§ **摘录文本**
+===+
在非Android和LP64平台， drm_mmap的原型就是mmap()

/* assume large file support exists */
#  define drm_mmap(addr, length, prot, flags, fd, offset) \
              mmap(addr, length, prot, flags, fd, offset)

内核侧看MIPS的吧(其实都一样)

SYSCALL_DEFINE6(mips_mmap, unsigned long, addr, unsigned long, len,
	unsigned long, prot, unsigned long, flags, unsigned long,
	fd, off_t, offset)
{
	if (offset & ~PAGE_MASK)
		return -EINVAL;
	return ksys_mmap_pgoff(addr, len, prot, flags, fd,
			       offset >> PAGE_SHIFT);
}
//内核的SYSCALL的形参定义和umd的定义保持的一致

看ksys_mmap_pgoff吧

static struct file *__fget(unsigned int fd, fmode_t mask)
{
	struct files_struct *files = current->files;
	struct file *file;

	rcu_read_lock();
loop:
	file = fcheck_files(files, fd);
	if (file) {
		/* File object ref couldn't be taken.
		 * dup2() atomicity guarantee is the reason
		 * we loop to catch the new file (or NULL pointer)
		 */
		if (file->f_mode & mask)
			file = NULL;
		else if (!get_file_rcu(file))
			goto loop;
	}
	rcu_read_unlock();

	return file;
}




unsigned long ksys_mmap_pgoff(unsigned long addr, unsigned long len,
			      unsigned long prot, unsigned long flags,
			      unsigned long fd, unsigned long pgoff)
{
	struct file *file = NULL;
	unsigned long retval;

	if (!(flags & MAP_ANONYMOUS)) {
		audit_mmap_fd(fd, flags);
		file = fget(fd);  @看上边的current（当前task_struct）
		if (!file)
			return -EBADF;
		if (is_file_hugepages(file))
			len = ALIGN(len, huge_page_size(hstate_file(file)));
		retval = -EINVAL;
		if (unlikely(flags & MAP_HUGETLB && !is_file_hugepages(file)))
			goto out_fput;
	} else if (flags & MAP_HUGETLB) { @ huge page ,需要在创建时就指定好， 在map时flag标记
		struct user_struct *user = NULL;
		struct hstate *hs;

		hs = hstate_sizelog((flags >> MAP_HUGE_SHIFT) & MAP_HUGE_MASK);
		if (!hs)
			return -EINVAL;

		len = ALIGN(len, huge_page_size(hs));
		/*
		 * VM_NORESERVE is used because the reservations will be
		 * taken when vm_ops->mmap() is called
		 * A dummy user value is used because we are not locking
		 * memory so no accounting is necessary
		 */
		file = hugetlb_file_setup(HUGETLB_ANON_FILE, len,
				VM_NORESERVE,
				&user, HUGETLB_ANONHUGE_INODE,
				(flags >> MAP_HUGE_SHIFT) & MAP_HUGE_MASK);
		if (IS_ERR(file))
+===+
§ **所给数据**
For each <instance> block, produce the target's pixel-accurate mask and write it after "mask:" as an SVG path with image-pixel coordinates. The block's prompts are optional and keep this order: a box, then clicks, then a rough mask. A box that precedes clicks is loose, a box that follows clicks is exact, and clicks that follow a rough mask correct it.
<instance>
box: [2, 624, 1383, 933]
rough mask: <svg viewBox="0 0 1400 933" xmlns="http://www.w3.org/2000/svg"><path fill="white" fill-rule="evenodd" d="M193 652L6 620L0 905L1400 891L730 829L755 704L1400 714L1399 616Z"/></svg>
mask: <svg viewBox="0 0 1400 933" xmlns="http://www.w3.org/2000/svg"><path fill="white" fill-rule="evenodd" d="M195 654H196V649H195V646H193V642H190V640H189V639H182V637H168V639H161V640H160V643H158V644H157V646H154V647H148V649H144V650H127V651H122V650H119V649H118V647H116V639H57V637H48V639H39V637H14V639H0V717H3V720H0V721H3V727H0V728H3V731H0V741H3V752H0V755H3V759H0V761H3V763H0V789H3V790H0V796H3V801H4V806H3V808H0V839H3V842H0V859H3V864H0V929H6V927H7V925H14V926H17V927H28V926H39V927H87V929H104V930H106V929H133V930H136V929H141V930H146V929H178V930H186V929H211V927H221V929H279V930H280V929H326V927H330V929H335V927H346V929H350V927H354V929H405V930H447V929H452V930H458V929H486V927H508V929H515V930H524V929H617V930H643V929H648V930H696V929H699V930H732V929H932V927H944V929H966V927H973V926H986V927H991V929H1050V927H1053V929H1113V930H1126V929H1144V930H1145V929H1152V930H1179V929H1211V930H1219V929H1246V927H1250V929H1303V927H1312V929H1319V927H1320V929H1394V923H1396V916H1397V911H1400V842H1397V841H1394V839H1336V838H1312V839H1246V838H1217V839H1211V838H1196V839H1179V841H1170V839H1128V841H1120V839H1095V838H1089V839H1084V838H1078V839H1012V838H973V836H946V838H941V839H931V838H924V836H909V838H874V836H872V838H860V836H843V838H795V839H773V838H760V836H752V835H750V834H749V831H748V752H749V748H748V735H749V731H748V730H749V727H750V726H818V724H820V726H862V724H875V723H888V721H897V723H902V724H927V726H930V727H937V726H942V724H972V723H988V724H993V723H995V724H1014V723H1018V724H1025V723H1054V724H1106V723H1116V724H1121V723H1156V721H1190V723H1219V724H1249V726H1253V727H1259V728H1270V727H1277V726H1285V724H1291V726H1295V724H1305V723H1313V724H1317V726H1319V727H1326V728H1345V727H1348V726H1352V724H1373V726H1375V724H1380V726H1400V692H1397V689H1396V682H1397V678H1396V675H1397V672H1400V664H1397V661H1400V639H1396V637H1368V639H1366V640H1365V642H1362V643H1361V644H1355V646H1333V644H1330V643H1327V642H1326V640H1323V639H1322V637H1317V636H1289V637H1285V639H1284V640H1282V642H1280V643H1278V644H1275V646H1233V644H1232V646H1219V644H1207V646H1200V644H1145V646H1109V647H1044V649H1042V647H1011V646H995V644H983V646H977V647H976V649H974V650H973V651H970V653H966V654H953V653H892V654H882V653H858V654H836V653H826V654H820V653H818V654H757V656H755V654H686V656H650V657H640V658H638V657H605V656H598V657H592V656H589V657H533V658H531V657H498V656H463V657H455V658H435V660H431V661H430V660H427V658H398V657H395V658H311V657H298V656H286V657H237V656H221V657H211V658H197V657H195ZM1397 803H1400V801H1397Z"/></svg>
+===+
§ **任务要求**
修改摘录文本中以含有“rcu_read_lock();”的词句开头、以“(or NULL pointer)”结尾的部分：把其中的“atomicity”替换为“consistency”，再写出这一部分。

§ **参考解答**
rcu_read_lock();
loop:
	file = fcheck_files(files, fd);
	if (file) {
		/* File object ref couldn't be taken.
		 * dup2() consistency guarantee is the reason
		 * we loop to catch the new file (or NULL pointer)